── RECORD SET

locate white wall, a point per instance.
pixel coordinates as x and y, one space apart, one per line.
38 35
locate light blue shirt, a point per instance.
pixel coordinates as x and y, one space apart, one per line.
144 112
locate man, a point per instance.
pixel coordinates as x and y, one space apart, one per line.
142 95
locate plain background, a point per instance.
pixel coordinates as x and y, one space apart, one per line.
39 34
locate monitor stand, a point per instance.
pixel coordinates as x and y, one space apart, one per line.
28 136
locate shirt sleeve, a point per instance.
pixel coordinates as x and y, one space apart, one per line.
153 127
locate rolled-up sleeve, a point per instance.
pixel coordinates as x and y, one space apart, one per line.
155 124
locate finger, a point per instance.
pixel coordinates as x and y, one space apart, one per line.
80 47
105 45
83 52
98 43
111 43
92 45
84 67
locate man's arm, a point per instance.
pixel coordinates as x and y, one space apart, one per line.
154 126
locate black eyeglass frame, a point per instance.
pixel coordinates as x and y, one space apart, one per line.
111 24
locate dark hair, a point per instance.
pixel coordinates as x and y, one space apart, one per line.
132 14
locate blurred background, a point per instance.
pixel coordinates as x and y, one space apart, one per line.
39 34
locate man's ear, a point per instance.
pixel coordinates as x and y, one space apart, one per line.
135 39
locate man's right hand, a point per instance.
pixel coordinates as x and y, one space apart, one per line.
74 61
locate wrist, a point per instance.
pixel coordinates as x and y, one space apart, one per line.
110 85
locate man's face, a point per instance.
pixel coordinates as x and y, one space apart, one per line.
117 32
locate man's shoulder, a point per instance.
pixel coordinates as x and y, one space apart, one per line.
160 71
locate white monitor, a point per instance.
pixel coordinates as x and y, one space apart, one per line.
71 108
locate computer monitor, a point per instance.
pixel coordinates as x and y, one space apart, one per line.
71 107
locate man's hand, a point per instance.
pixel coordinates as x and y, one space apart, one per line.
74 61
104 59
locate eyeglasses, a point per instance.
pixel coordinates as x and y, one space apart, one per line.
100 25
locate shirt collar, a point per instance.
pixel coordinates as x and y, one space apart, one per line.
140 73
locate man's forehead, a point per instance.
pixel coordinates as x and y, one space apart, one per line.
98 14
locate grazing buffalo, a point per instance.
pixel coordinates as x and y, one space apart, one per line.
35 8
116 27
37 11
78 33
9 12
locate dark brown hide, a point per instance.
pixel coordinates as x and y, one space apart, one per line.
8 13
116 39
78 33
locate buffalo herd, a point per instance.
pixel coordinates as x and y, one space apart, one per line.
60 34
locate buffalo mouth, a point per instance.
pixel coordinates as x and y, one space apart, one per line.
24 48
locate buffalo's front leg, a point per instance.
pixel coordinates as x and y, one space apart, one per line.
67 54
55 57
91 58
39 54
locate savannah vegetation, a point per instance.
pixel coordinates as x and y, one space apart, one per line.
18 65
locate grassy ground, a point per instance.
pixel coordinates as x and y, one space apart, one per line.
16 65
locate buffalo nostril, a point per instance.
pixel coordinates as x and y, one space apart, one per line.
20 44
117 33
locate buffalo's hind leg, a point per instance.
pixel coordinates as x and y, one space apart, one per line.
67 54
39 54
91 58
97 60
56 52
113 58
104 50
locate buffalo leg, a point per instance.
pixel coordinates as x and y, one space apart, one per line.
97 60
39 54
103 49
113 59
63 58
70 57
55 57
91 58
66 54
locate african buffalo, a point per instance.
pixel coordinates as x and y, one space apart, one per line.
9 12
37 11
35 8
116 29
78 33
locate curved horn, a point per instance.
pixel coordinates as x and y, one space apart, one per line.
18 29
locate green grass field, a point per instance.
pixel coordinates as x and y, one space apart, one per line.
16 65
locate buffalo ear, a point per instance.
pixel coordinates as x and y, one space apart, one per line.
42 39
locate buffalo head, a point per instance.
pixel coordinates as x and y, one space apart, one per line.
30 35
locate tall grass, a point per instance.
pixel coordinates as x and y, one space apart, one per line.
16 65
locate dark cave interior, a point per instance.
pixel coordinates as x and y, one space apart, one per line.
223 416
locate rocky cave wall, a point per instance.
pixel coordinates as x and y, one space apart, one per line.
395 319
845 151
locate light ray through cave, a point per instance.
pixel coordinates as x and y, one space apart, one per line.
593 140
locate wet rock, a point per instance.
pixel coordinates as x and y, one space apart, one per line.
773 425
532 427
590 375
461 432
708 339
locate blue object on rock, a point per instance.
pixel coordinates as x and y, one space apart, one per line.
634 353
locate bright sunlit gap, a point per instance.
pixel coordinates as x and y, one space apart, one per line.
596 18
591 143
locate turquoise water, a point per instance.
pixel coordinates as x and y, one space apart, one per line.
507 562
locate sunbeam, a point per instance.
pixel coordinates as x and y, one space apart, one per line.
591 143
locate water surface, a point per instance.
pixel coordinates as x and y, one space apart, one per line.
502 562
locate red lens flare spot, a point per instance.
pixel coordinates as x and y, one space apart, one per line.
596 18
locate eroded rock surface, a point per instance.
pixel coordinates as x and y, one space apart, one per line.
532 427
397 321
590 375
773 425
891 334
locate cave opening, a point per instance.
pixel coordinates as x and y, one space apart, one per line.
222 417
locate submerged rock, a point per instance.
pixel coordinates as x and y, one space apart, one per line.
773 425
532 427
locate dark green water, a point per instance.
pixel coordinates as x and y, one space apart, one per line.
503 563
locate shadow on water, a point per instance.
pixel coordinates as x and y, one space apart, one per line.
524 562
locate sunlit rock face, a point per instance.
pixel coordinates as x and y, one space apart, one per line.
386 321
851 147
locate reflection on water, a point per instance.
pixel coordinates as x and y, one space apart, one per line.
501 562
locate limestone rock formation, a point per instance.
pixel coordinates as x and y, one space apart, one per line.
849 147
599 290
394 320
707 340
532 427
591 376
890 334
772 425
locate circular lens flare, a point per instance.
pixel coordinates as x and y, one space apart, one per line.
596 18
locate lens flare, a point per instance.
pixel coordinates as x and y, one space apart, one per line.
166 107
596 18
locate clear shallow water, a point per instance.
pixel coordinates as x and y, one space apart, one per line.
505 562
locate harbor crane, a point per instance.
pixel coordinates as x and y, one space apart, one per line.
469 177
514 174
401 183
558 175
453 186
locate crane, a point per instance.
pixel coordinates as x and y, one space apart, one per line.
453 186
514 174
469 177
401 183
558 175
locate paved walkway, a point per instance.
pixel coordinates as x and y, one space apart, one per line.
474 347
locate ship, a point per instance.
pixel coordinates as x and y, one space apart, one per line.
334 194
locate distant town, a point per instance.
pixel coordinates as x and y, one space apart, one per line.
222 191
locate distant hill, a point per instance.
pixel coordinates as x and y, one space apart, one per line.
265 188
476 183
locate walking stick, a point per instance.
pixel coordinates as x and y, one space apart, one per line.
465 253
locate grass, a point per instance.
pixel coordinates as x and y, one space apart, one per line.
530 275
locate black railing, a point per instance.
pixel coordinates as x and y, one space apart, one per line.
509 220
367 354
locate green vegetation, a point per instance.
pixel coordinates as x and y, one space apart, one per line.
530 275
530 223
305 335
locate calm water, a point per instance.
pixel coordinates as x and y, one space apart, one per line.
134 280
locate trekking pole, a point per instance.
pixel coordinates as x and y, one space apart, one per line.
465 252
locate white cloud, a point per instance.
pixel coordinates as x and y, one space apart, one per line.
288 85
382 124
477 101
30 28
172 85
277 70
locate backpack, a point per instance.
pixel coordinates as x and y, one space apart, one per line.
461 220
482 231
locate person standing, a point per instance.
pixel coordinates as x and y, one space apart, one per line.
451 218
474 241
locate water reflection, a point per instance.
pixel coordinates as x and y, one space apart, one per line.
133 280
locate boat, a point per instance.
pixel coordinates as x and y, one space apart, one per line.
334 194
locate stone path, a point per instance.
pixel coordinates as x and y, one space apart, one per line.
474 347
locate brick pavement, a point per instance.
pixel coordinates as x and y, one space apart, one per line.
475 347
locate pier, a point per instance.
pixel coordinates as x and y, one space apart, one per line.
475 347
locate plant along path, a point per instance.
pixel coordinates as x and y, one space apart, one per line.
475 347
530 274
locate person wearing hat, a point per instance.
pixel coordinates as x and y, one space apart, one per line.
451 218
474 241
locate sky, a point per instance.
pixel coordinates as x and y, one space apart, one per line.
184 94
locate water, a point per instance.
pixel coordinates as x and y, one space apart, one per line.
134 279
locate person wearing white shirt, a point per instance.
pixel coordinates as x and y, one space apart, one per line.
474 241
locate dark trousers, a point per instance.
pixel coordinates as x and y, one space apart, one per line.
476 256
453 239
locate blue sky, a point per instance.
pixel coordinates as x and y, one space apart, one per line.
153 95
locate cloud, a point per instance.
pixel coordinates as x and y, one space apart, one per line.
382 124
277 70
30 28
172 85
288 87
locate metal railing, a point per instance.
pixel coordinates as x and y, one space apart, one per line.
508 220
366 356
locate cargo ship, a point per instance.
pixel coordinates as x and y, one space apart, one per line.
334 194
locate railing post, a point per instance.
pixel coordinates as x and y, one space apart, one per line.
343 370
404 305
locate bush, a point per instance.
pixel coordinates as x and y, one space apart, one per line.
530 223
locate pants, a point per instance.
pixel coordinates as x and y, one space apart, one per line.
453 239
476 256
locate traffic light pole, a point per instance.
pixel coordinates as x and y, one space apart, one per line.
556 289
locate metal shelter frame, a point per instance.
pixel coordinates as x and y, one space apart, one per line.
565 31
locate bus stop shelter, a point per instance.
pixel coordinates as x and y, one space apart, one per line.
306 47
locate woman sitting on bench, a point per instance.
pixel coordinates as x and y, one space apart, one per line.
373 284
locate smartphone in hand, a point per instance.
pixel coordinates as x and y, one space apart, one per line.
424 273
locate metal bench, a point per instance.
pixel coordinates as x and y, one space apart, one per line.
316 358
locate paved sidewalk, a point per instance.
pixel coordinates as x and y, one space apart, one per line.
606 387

────

### [WHAT TO PRODUCE]
Return precisely the lines of the records, starting with the line that holds "locate blue sky, a point per instance." and ending with the last one.

### [ANSWER FOR THE TASK]
locate blue sky, a point per instance.
pixel coordinates as x and y, one space apart, one per line.
153 95
locate cloud, a point per instance.
pixel coordinates as x and y, one space apart, one per line.
382 124
277 70
30 28
172 85
288 87
locate metal railing, a point per instance.
pixel coordinates as x and y, one space apart, one per line.
508 220
366 356
locate cargo ship, a point per instance.
pixel coordinates as x and y, one space apart, one per line.
334 194
locate railing post, a point per instance.
pixel coordinates as x and y, one space apart, one per line.
343 370
404 305
locate bush, a point per instance.
pixel coordinates as x and y, one space apart, one per line.
530 223
locate pants, a point per instance.
pixel coordinates as x and y, one space apart, one per line.
453 239
476 256
locate traffic light pole, a point per instance.
pixel coordinates as x and y, one space apart, one per line.
556 289
locate metal shelter frame, a point per instance.
pixel coordinates as x and y, one space apart, one per line.
565 31
locate bus stop shelter, a point per instance.
pixel coordinates as x and y, one space apart, one per line.
306 47
locate woman sitting on bench, a point per instance.
pixel coordinates as x and y, one space apart, one per line.
373 284
locate smartphone in hand, a point per instance.
pixel coordinates as x and y, one space apart, one per line.
424 273
locate metal bench, a point per instance.
pixel coordinates as x and y, one space apart, one per line.
316 358
locate paved sidewalk, a point per instance.
pixel coordinates as x and y, one space apart, one per line.
606 387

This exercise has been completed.